Please retype the line that contains "Can you see the swimmer's face?" and all lines that follow it to the end of the entries below, exactly as they stand, with nothing added.

--- PROVIDED MATERIAL ---
****************************************
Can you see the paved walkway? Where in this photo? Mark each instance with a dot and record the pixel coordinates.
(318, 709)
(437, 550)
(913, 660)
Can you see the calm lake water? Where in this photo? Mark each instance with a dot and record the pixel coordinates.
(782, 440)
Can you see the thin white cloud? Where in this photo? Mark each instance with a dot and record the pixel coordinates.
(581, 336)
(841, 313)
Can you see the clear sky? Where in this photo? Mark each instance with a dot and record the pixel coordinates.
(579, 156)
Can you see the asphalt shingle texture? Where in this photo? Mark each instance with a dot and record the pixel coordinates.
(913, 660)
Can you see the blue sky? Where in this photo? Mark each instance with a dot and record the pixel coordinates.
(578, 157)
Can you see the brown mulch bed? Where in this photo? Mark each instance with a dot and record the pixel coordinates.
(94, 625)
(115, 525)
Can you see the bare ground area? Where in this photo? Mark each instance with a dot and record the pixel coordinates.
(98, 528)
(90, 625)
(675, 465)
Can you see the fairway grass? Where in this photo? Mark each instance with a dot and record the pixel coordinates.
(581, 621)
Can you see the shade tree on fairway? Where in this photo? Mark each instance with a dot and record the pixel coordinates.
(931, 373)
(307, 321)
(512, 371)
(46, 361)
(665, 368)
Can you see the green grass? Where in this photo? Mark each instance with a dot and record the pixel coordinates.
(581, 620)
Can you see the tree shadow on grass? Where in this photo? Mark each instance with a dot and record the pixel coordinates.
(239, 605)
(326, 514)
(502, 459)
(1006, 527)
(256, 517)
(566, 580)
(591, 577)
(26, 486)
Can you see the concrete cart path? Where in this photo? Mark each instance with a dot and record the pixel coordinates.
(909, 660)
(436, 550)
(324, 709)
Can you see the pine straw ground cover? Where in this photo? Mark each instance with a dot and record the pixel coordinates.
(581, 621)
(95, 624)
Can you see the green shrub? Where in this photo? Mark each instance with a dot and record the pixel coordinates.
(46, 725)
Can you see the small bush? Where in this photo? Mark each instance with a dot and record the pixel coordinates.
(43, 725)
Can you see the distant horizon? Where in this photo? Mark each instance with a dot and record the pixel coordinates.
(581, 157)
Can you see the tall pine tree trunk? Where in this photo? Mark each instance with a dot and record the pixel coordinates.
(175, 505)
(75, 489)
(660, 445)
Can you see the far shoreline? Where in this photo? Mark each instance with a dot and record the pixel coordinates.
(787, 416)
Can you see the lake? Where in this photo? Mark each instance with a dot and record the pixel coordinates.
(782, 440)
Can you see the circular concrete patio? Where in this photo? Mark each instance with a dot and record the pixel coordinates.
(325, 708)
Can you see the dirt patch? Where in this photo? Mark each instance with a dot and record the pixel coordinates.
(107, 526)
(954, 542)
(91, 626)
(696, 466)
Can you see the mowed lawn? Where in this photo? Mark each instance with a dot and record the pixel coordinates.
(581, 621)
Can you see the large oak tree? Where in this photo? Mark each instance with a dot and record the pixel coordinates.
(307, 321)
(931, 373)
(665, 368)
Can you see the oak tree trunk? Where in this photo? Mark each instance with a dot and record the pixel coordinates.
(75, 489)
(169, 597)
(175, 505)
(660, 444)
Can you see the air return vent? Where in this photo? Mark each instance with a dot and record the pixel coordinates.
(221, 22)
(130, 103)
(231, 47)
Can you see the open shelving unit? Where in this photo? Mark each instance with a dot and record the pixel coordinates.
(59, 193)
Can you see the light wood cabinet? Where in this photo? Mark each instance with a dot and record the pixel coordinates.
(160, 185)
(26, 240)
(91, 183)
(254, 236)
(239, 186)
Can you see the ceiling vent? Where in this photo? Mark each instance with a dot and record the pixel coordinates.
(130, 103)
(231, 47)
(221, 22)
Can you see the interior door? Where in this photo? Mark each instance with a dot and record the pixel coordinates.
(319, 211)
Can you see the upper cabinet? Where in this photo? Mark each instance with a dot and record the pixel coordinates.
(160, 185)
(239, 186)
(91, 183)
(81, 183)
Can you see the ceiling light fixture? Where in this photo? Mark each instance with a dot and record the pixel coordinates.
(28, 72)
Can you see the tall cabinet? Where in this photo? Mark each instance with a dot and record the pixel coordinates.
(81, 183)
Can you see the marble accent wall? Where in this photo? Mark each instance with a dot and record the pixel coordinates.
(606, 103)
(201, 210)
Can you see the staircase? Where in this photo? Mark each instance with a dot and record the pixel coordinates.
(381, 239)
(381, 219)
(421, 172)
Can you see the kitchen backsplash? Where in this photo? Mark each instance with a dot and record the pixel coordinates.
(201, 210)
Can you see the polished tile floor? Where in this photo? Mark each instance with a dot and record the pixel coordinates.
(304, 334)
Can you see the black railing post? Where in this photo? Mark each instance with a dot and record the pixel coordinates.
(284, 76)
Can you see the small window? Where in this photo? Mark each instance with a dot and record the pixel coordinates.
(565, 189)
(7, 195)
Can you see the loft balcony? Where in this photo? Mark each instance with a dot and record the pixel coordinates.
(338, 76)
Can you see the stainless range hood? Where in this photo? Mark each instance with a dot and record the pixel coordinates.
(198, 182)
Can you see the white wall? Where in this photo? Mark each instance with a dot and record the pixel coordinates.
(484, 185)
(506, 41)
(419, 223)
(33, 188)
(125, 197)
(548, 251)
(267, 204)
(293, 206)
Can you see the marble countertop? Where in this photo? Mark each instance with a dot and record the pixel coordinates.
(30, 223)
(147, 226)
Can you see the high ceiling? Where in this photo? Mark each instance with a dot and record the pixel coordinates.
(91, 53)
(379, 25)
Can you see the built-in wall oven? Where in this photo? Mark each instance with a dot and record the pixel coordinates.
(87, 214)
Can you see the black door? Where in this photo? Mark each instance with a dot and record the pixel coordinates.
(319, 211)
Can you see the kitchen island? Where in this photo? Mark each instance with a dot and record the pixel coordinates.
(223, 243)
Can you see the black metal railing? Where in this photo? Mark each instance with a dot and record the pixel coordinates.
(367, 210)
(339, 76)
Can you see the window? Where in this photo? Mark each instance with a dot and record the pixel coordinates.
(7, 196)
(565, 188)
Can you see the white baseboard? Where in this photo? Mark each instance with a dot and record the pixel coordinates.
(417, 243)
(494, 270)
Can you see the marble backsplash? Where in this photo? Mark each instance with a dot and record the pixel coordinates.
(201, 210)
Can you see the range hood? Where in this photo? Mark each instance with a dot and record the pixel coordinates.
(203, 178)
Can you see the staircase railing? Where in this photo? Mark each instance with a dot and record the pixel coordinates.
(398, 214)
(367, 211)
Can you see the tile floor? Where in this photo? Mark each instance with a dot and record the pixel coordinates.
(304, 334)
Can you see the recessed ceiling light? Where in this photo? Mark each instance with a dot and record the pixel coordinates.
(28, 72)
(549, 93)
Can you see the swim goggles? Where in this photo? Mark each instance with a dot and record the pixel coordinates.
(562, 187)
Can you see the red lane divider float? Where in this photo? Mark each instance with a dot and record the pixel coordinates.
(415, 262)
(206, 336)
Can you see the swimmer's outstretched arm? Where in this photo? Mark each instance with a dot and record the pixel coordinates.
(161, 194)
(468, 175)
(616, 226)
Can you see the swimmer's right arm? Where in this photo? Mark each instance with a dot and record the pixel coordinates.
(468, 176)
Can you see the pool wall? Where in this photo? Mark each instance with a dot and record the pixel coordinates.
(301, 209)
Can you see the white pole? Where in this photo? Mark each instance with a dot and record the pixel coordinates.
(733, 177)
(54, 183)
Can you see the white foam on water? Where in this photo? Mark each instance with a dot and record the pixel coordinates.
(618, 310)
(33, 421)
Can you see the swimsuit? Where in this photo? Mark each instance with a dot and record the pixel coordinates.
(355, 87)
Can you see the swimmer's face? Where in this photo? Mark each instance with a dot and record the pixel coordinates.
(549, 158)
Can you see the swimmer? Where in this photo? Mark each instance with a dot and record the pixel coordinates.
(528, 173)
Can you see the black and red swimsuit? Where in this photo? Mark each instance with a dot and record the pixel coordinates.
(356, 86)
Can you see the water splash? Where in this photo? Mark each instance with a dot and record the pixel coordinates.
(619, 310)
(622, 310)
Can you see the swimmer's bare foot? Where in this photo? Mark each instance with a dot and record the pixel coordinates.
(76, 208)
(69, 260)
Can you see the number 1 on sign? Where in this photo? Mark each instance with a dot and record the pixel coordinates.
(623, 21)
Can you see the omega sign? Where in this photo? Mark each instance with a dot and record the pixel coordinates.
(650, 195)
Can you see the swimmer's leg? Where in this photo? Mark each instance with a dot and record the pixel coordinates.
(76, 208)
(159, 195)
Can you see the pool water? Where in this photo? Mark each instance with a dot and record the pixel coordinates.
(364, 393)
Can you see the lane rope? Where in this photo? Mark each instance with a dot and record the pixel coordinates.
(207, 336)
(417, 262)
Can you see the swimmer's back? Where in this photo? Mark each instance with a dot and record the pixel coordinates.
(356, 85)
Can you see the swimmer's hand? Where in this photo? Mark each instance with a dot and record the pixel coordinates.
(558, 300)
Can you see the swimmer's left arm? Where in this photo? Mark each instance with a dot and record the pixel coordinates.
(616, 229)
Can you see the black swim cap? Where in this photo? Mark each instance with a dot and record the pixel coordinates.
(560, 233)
****************************************
--- SOLVED EXERCISE ---
Can you see the swimmer's face? Where in this photo? Mark each instance with a dot and record the pixel coordinates.
(549, 158)
Can you see the swimmer? Where in this photo? Mark each instance with a dot and record the pixel coordinates.
(528, 173)
Can you see the black and red swimsuit? Where in this photo? Mark each instance with a dot and record the pixel coordinates.
(356, 86)
Can you see the water splash? Where in this photo? Mark each instance with a dot and record the pixel coordinates.
(619, 310)
(622, 310)
Can you see the swimmer's bare foot? Where in this photo? Mark each instance with a dot and record the pixel coordinates.
(76, 208)
(69, 260)
Can you see the number 1 on sign? Where in this photo? Mark each instance with a dot and record the pixel coordinates.
(623, 21)
Can you see the omega sign? Where in this photo? Mark each instance with a dot and record the pixel coordinates.
(650, 195)
Can you see the swimmer's leg? Where in this photo? Mark each instance with a dot and record the pixel coordinates.
(76, 208)
(159, 195)
Can you see the pool water? Where in this photo? Mark each instance with a dot and record the pixel coordinates.
(364, 393)
Can you see the lane rope? Where in this photo? Mark each instance with a dot and record the pixel coordinates.
(207, 336)
(417, 262)
Can you see the swimmer's back? Where in this photo? Mark each instance with a dot and record the pixel coordinates.
(356, 85)
Can you see the swimmer's hand? Where in this photo? Mark each instance with a dot and record the pixel coordinates.
(558, 300)
Can you see the swimmer's left arm? Where in this photo? Mark each instance with a dot and record the pixel coordinates.
(616, 229)
Can you see the black swim cap? Where in this photo? Mark each instance with a dot and record the pixel coordinates.
(560, 233)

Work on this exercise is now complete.